◆ **Records for this exercise**
|---|

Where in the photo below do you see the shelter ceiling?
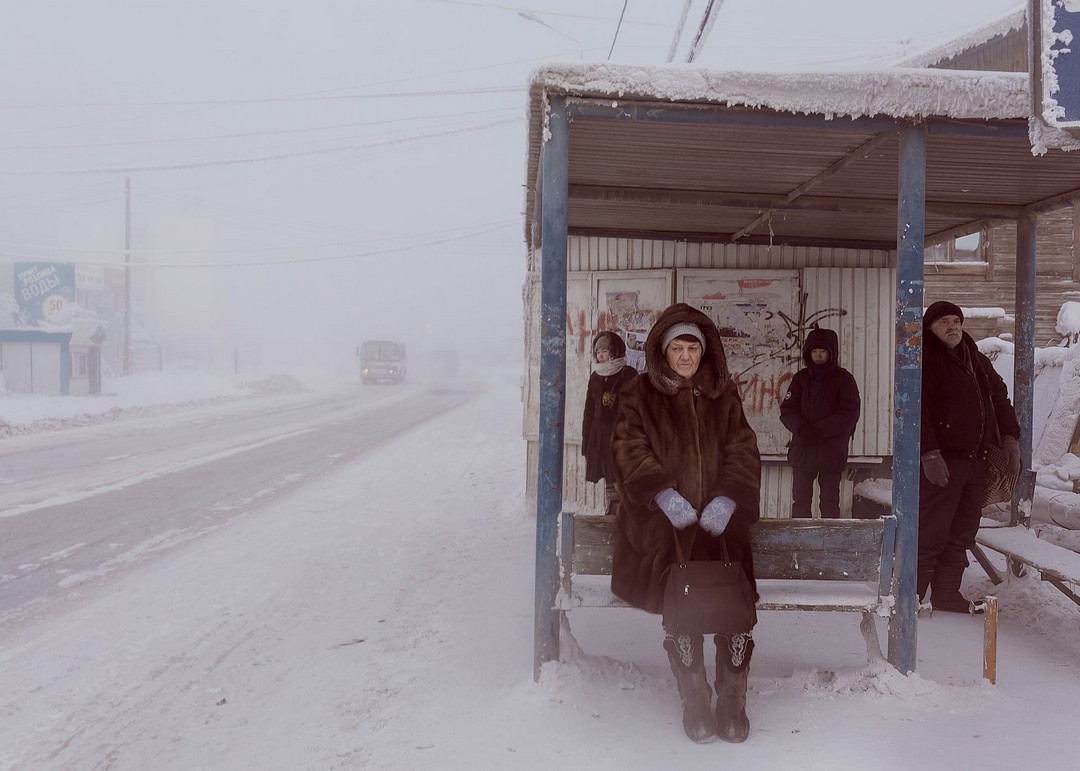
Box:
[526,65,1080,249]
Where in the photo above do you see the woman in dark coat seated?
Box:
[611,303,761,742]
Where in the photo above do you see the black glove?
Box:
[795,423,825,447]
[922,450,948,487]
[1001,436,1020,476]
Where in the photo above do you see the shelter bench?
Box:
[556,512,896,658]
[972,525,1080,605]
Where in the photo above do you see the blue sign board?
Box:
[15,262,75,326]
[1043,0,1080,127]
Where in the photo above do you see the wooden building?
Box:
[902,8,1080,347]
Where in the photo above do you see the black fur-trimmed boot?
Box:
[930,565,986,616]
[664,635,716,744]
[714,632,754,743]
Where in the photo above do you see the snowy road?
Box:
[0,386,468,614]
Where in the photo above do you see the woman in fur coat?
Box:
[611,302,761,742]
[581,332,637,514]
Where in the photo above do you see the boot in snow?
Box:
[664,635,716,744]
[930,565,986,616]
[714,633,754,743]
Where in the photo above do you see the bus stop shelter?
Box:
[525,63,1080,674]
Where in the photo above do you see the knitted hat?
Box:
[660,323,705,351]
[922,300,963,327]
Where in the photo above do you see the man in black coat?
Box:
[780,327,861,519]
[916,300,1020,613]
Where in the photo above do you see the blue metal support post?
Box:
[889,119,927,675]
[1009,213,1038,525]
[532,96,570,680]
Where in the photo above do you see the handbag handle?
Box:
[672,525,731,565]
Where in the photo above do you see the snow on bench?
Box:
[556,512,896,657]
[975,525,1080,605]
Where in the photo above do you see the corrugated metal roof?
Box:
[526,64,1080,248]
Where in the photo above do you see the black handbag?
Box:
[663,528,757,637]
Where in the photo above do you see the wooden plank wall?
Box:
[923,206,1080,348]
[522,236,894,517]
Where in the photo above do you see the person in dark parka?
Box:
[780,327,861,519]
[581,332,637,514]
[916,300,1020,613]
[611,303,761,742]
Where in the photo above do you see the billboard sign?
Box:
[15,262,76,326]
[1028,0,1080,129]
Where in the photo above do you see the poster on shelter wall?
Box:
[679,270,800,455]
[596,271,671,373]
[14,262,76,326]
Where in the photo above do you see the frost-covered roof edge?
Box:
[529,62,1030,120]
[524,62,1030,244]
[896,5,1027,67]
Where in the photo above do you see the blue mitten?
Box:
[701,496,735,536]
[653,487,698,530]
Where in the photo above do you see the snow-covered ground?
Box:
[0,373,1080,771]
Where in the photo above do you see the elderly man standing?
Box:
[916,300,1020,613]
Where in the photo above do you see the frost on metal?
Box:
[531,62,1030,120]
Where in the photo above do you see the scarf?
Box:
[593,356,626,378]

|---|

◆ **What to produce**
Copy everything in the listing from the line containing "Where in the photo above do you see the blue metal" down to the line containing "[531,62,1030,120]", including every line in between. Shift each bounding-box coordinate by adding -3 to it.

◆ **Task output**
Where in the photo above do you see the blue metal support post?
Box:
[886,116,924,672]
[1006,210,1035,522]
[529,93,567,677]
Where in the photo above do you see the handbag handle?
Box:
[669,522,728,562]
Where in the photo above do you see the snow on bench?
Box:
[553,509,893,654]
[972,522,1077,602]
Where in the photo above do you see the corrugated metal roof?
Box:
[523,61,1077,245]
Where in the photo above do you see the black handbag?
Box:
[660,525,754,634]
Where in the photo above do you see the wooden plank wall?
Box:
[920,203,1077,345]
[519,233,891,514]
Where in the photo above do you see the person in dark parka?
Box:
[777,324,858,516]
[578,329,634,511]
[913,297,1017,610]
[608,300,758,739]
Where in the photo above do you see the billboard sign?
Box:
[12,259,73,323]
[1025,-3,1077,126]
Where in the photo above do you see the poster on shelter wall?
Box:
[676,267,797,452]
[593,268,668,370]
[11,259,73,323]
Where in the photo above do you see the frost-covered roof edge?
Box:
[526,59,1027,117]
[521,59,1027,241]
[893,2,1024,64]
Where in the photo above do you see the blue mitten?
Box:
[698,493,732,533]
[650,484,695,527]
Where in the photo above do you see the snow-covered ground?
Box:
[-3,370,1077,768]
Where in the photo above do you see the elderly man standing?
Box:
[913,297,1017,610]
Where in the photo above do you see the frost on metal?
Box:
[528,59,1027,117]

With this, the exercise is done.